[Brief] If a line in the entries below includes the string "sand", copy it out.

*** Dataset records ***

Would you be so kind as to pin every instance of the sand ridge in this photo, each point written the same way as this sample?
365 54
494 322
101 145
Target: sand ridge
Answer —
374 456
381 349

*** End of Dataset records ***

[Response to this exercise]
Would you be so kind as to pin every instance of the sand ridge in this photo, each point written the same way as this sample?
Target: sand ridge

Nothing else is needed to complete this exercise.